### [What you need to do]
The entries below are to be repeated exactly as they stand.

Data extracted from a collection:
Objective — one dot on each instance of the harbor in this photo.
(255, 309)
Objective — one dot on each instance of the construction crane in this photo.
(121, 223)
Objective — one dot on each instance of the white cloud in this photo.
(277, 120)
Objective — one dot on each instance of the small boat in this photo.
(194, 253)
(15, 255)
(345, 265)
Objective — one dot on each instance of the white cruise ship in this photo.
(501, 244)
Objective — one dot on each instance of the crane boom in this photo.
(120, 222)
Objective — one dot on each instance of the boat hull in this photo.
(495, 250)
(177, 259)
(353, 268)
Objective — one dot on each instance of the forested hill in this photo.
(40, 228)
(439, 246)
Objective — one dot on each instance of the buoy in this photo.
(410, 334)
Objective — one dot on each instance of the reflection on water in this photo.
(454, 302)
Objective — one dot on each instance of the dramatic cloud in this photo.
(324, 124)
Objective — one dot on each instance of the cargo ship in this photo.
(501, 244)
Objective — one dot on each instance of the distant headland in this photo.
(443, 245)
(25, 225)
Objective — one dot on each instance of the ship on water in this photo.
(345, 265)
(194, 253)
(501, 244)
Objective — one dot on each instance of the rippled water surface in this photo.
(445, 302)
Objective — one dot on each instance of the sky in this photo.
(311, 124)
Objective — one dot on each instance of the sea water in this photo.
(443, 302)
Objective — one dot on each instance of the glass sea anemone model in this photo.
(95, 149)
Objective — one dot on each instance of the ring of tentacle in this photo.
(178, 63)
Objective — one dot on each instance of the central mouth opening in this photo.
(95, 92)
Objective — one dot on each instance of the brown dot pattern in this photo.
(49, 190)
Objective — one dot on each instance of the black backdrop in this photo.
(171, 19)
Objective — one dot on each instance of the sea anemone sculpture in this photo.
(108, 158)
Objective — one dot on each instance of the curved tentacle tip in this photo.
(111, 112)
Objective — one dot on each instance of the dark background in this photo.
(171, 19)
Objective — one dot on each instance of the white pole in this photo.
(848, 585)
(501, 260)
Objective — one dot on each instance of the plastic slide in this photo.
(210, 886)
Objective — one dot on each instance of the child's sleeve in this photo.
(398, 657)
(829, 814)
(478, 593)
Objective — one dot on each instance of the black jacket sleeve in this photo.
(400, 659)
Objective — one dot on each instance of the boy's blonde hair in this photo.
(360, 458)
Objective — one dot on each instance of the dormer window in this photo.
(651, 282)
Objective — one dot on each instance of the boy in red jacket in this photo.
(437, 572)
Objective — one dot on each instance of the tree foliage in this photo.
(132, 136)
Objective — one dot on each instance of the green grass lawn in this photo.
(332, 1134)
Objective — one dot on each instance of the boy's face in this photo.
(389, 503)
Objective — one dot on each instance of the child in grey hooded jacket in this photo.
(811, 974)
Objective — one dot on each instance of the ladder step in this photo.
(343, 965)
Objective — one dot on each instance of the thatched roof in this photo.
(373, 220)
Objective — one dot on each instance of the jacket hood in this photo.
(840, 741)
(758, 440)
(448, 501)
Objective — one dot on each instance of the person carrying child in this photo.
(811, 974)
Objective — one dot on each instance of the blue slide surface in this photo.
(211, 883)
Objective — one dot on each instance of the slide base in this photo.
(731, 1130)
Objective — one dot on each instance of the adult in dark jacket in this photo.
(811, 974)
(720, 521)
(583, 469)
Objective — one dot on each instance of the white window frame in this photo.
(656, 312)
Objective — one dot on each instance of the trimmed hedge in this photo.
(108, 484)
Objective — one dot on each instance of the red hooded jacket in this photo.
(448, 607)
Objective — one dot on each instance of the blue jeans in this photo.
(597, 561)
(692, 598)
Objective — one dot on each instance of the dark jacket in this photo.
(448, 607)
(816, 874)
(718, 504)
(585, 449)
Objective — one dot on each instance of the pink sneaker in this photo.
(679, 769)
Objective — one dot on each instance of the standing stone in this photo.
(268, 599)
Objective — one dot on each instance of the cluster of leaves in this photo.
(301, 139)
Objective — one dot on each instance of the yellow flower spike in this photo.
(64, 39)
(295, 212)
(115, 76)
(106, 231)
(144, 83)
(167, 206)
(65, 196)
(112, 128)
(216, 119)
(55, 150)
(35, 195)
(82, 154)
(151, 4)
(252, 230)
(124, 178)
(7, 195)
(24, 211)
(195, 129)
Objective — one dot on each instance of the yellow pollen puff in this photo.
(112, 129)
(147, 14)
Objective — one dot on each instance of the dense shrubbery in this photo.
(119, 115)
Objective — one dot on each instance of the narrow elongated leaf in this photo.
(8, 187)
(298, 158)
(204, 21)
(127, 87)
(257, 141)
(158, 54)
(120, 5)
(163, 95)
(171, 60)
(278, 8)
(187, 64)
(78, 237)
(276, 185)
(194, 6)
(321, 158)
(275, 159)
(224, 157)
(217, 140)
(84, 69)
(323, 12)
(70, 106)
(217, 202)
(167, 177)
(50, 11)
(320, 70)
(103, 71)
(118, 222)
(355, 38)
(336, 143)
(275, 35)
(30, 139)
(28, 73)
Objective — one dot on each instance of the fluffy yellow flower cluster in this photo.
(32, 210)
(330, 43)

### [Task answer]
Objective — one dot on each instance of the harbor in this photo.
(255, 309)
Objective — one dot on each instance of the construction crane in this photo.
(121, 223)
Objective — one dot on each instance of the white cloud in this photo.
(277, 120)
Objective — one dot on each instance of the small boat in this photo.
(194, 253)
(15, 255)
(345, 265)
Objective — one dot on each instance of the white cruise ship in this photo.
(501, 244)
Objective — one dot on each instance of the crane boom in this photo.
(120, 222)
Objective — one dot on each instance of the boat hull in this photo.
(495, 250)
(177, 259)
(353, 268)
Objective — one dot on each instance of the forested hill in this photo.
(40, 228)
(439, 246)
Objective — one dot on each instance of the buoy in this photo.
(410, 334)
Objective — one dot on each instance of the reflection on water in this photo.
(454, 302)
Objective — one dot on each instance of the dramatic cloud in this photo.
(324, 124)
Objective — one dot on each instance of the cargo ship in this photo.
(501, 244)
Objective — one dot on each instance of the distant headland in this photo.
(443, 245)
(25, 225)
Objective — one dot on each instance of the ship on water in this photo.
(345, 265)
(194, 253)
(501, 244)
Objective — one dot on each instance of the rippled water surface in this photo.
(445, 302)
Objective — one dot on each instance of the sky in this photo.
(311, 124)
Objective — one dot on each instance of the sea water in this photo.
(443, 302)
Objective — one dot on each instance of the glass sea anemone model in this photo.
(95, 149)
Objective — one dot on each instance of the ring of tentacle in this photo.
(178, 63)
Objective — one dot on each instance of the central mouth opening in this photo.
(95, 92)
Objective — one dot on each instance of the brown dot pattern in this photo.
(49, 190)
Objective — one dot on each instance of the black backdrop in this photo.
(171, 19)
Objective — one dot on each instance of the sea anemone sculpture in this photo.
(108, 158)
Objective — one dot on each instance of the curved tentacle tip in this photo.
(111, 112)
Objective — one dot on each instance of the dark background in this photo.
(171, 19)
Objective — one dot on each instance of the white pole in this photo.
(848, 585)
(501, 260)
Objective — one dot on each instance of the plastic slide in this photo.
(210, 886)
Objective — one dot on each instance of the child's sleeve in this photo.
(398, 657)
(829, 814)
(478, 593)
Objective — one dot on each instance of the black jacket sleeve in this photo.
(400, 659)
Objective — one dot on each instance of the boy's blonde hair in this photo.
(360, 458)
Objective — one dot on each instance of the dormer window in this photo.
(651, 282)
Objective — one dot on each instance of the boy in red jacket in this photo.
(437, 572)
Objective — one dot on each instance of the tree foliage in this photo.
(132, 136)
Objective — one dot on each instance of the green grass lawn in this photo.
(332, 1134)
Objective — one dot on each instance of the boy's face in this photo.
(389, 503)
Objective — one dot on each instance of the child in grey hooded jacket in this photo.
(811, 974)
Objective — one dot on each instance of the ladder step in this photo.
(343, 965)
Objective — one dot on each instance of the thatched roof in this photo.
(373, 220)
Objective — one dot on each instance of the jacket hood in this photo.
(840, 741)
(758, 440)
(448, 501)
Objective — one dot on each instance of the person carrying child in this photo.
(811, 974)
Objective — one dot on each instance of the blue slide surface in this photo.
(211, 883)
Objective — one dot on each instance of the slide base in this photo.
(731, 1130)
Objective — one dot on each instance of the adult in dark jacket in this photo.
(811, 974)
(720, 521)
(583, 469)
Objective — one dot on each instance of the white window frame in this photo.
(656, 312)
Objective — one dot on each instance of the trimmed hedge in this photo.
(108, 484)
Objective — one dot on each instance of the red hooded jacket in this photo.
(448, 607)
Objective — one dot on each instance of the blue jeans in this photo.
(597, 561)
(692, 598)
Objective — one dot on each instance of the dark jacket in this photo.
(448, 607)
(816, 874)
(718, 504)
(585, 449)
Objective — one dot on each instance of the pink sneaker in this photo.
(679, 769)
Objective — one dot on each instance of the standing stone in this photo.
(268, 599)
Objective — one dot on each instance of the cluster of leaves in this photo.
(301, 139)
Objective — one dot on each instance of the yellow flower spike in this photo.
(64, 39)
(295, 212)
(115, 76)
(106, 231)
(144, 83)
(167, 206)
(65, 196)
(112, 128)
(216, 119)
(55, 150)
(35, 195)
(82, 154)
(151, 4)
(252, 230)
(124, 178)
(7, 195)
(24, 211)
(195, 129)
Objective — one dot on each instance of the yellow pollen puff in this photo.
(112, 129)
(147, 14)
Objective — one dot on each instance of the dense shrubbery in this photo.
(119, 115)
Objective — one dot on each instance of the narrow elongated leaf in this photo.
(8, 187)
(298, 158)
(204, 21)
(127, 87)
(257, 141)
(158, 54)
(120, 5)
(163, 95)
(171, 60)
(278, 8)
(187, 64)
(78, 237)
(276, 185)
(194, 6)
(321, 158)
(275, 159)
(224, 157)
(217, 140)
(84, 69)
(323, 12)
(70, 106)
(217, 202)
(167, 177)
(50, 11)
(320, 70)
(103, 71)
(118, 222)
(355, 38)
(336, 143)
(275, 35)
(30, 139)
(28, 73)
Objective — one dot on each instance of the fluffy yellow flower cluster in this photo.
(32, 210)
(330, 43)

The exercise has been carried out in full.